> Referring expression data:
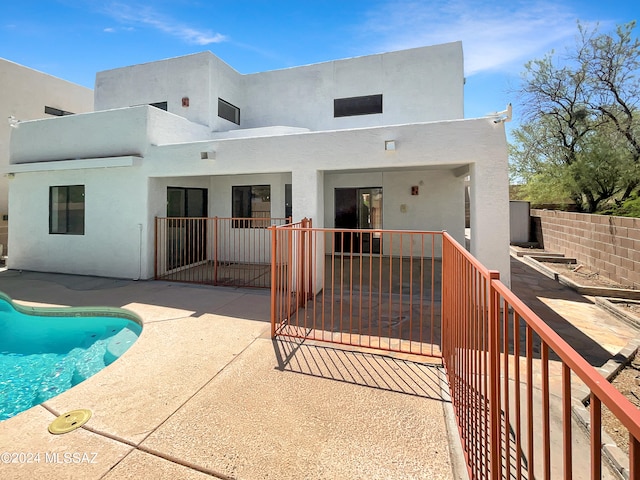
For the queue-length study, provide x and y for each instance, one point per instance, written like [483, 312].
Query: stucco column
[489, 208]
[307, 192]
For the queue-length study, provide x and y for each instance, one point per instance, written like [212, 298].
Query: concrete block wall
[609, 245]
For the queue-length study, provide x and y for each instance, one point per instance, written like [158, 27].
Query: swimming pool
[46, 351]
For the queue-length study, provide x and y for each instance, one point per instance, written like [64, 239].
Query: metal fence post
[494, 377]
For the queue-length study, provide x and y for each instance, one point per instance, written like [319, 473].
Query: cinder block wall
[610, 245]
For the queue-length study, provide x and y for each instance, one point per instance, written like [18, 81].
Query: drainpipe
[139, 252]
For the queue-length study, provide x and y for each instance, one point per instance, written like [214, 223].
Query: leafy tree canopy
[580, 135]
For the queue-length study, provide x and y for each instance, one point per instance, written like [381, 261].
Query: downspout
[139, 252]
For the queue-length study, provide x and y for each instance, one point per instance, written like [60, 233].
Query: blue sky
[74, 39]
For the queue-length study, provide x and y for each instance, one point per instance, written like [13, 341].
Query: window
[251, 201]
[66, 210]
[160, 105]
[56, 111]
[367, 105]
[228, 111]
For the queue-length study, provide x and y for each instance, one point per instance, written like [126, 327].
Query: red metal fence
[510, 376]
[328, 285]
[216, 251]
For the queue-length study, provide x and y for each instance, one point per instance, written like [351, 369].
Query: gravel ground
[626, 382]
[583, 276]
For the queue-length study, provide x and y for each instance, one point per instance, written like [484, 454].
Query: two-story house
[372, 142]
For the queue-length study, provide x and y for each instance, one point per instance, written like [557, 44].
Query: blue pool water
[45, 351]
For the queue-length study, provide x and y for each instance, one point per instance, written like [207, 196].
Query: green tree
[580, 137]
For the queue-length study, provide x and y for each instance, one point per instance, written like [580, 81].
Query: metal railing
[510, 377]
[214, 250]
[367, 288]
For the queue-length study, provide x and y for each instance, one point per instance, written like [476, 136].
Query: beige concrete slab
[34, 453]
[142, 465]
[168, 363]
[255, 420]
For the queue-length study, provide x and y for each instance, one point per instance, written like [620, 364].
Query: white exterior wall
[430, 152]
[23, 94]
[418, 85]
[127, 157]
[115, 208]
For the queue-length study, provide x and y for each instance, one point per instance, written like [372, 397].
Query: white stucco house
[27, 94]
[190, 136]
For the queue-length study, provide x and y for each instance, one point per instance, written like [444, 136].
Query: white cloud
[495, 35]
[144, 15]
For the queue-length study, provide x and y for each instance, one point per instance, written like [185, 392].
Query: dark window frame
[65, 224]
[241, 207]
[354, 106]
[160, 105]
[228, 111]
[56, 112]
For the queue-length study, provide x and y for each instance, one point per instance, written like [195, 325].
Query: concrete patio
[205, 392]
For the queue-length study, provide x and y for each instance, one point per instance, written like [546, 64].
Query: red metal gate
[322, 290]
[216, 251]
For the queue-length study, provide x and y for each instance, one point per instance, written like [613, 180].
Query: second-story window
[365, 105]
[228, 111]
[56, 111]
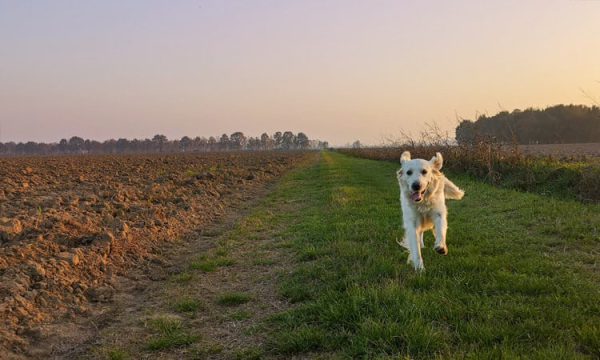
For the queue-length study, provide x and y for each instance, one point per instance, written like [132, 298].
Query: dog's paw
[443, 250]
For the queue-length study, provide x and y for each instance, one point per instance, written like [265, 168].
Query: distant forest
[553, 125]
[160, 144]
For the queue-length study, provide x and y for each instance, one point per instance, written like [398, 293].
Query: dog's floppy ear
[404, 157]
[437, 161]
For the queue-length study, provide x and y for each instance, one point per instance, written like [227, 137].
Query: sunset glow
[337, 70]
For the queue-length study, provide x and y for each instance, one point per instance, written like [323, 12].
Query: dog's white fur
[423, 193]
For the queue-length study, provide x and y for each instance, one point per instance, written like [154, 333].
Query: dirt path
[204, 300]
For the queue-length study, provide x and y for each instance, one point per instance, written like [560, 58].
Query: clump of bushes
[501, 165]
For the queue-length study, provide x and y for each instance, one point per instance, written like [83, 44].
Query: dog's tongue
[416, 196]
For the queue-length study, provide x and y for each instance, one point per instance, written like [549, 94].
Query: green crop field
[521, 278]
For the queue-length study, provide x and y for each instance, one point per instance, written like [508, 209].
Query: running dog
[423, 193]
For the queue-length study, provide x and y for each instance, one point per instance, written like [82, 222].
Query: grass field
[313, 270]
[521, 278]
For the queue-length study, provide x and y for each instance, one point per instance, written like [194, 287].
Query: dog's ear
[437, 161]
[404, 157]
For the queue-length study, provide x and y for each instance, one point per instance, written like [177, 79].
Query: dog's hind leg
[414, 246]
[441, 226]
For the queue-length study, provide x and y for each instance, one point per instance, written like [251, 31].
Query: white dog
[423, 193]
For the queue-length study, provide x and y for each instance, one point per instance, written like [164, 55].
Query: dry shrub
[497, 164]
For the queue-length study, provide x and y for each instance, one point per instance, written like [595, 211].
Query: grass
[521, 278]
[117, 354]
[233, 299]
[211, 264]
[508, 168]
[240, 315]
[182, 277]
[171, 334]
[188, 305]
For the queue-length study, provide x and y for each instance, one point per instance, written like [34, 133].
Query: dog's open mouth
[417, 196]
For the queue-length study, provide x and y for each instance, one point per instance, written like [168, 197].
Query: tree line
[552, 125]
[236, 141]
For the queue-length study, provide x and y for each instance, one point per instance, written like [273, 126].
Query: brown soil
[73, 228]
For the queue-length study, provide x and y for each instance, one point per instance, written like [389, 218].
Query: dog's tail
[452, 191]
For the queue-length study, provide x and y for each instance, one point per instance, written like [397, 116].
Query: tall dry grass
[499, 165]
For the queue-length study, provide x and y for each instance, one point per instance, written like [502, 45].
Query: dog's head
[416, 176]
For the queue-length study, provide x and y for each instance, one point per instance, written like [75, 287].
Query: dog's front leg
[414, 246]
[441, 226]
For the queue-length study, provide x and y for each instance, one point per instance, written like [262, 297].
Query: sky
[338, 70]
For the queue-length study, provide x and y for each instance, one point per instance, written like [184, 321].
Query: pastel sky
[339, 70]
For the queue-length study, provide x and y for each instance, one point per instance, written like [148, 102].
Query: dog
[423, 193]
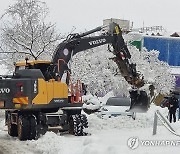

> ACTIVITY:
Every line from the one holding "like [75, 287]." through the final line of the data above is to be reproduced exactly, both ends included, with the pictures left out.

> YOUR RESPONSE:
For the queue-length study, provide x and y for each instance, one point per instance, written like [75, 287].
Query: dog's front leg
[414, 246]
[441, 226]
For the queue-length study, provide x and y for each instance, one point per instance, written like [262, 297].
Query: sky
[338, 70]
For the queue-length study, provide x and y for each instance, one point per instance, written like [184, 321].
Query: pastel sky
[339, 70]
For the queue-length study, provide x and y for each instance, one point per instance, written like [148, 102].
Query: dog
[423, 193]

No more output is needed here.